> EXERCISE DETAILS:
Continue the news report below on Opec's extended oil production cuts, beginning right after its final sentence.

> EXCERPTED PASSAGE:
____

Oil exporting countries' group Opec has agreed to extend the December 6 cuts in oil production until the end of the year, it said after an extraordinary March 5 meeting in Vienna. The price of Brent crude oil closed the day before at $51.13/barrel, down some $20/barrel since the price spike at the turn of the year.

Opec has also recommended an additional cut of 1.5mn barrels/day (b/d) until June 30, split between Opec (1.0mn b/d) and non-Opec producing countries (0.5mn b/d). So far Russia, the biggest producer of the non-Opec group, has not said if it will go along with the cuts. An agreement may be reached after talks with Russia March 6.

In its statement, Opec said the Covid-19 outbreak "has had a major adverse impact on global economic and oil demand forecasts in 2020, particularly for the first and second quarters. Global oil demand growth in 2020 is now forecast to be 0.48mn b/d, down from 1.1mn b/d in December 2019. Moreover, the unprecedented situation, and the ever-shifting market dynamics, means risks are skewed to the downside."

Opec members said that a stable and balanced oil market was in the interests of producers, consumers and the global economy. The next ordinary meeting will take place June 9. Incidentally, September marks the 60th anniversary of the founding of Opec in Baghdad in 1960.

Consultancy Wood MacKenzie said that members' compliance with the cuts "probably won't be full, but even moderate adherence should be enough to stabilise the market through the second quarter.” However, "if the demand loss we are experiencing continues into the second quarter, the group may need to revisit the cuts and reassess them."

____

> STORED DATA:
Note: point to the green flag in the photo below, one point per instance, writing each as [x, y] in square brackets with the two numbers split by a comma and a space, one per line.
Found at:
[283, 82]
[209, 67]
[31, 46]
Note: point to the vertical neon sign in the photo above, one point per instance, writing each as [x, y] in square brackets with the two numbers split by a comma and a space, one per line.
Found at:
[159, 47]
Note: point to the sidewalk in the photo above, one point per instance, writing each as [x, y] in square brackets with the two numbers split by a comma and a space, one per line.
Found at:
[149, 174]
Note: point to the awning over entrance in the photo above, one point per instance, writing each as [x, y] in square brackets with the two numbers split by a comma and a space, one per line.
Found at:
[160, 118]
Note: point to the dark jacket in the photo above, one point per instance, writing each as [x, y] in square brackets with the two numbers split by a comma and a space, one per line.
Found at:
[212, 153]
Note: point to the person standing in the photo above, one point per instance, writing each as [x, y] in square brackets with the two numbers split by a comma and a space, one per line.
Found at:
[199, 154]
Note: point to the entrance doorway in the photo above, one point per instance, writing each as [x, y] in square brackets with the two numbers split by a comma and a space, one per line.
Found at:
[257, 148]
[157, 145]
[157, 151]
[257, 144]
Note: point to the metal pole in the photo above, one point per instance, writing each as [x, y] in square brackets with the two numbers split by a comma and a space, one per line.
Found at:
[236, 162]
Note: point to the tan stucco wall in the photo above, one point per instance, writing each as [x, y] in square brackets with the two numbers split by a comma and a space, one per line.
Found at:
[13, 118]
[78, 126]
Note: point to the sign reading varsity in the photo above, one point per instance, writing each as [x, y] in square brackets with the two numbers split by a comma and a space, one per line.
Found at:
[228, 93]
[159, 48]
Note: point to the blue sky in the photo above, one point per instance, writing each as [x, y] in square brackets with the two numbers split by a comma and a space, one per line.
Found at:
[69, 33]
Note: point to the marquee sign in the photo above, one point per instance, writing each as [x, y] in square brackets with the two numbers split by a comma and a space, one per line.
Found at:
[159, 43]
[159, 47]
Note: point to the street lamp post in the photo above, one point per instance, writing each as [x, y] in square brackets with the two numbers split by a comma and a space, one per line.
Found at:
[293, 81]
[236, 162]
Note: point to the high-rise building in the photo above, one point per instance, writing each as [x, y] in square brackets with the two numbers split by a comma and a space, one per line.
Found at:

____

> RESPONSE FOR THIS EXERCISE:
WoodMac expects world oil demand to fall 2.7mn b/d in the first quarter: "This is a massive drop, and it shows the scale of the problem Opec+ faces," it said. “China’s demand alone is expected to fall by 2.3mn b/d in the first quarter."

It added: “Whether Russia will agree to the cuts is the million-dollar question. Russia hasn’t signed on yet and as the leader of the non-Opec group, their agreement is key. Given their history of co-operation with Opec, we expect they will agree. Russia could, at the very least, hold production flat during the second quarter.”

Norwegian consultancy Rystad said that it doubted if the cuts would be enough to balance the supply-demand gap and shield oil prices. "Even though Opec+ is already tremendously over-complying on cuts agreed upon in December 2019, it’s not enough to counter the demand destruction of Covid-19,” it said.

At least 2mn b/d of supply need to be removed from second quarter balances if Libya’s shut-in 1.1mn b/d production comes back online. The supply overhang from the first quarter will also have to be worked down before a recovery in price can manifest, it said.

According to its analysis, February’s crude demand dropped by a "shocking" 4.6mn b/d, led by a 2.9mn b/d month-on-month drop in Chinese crude runs.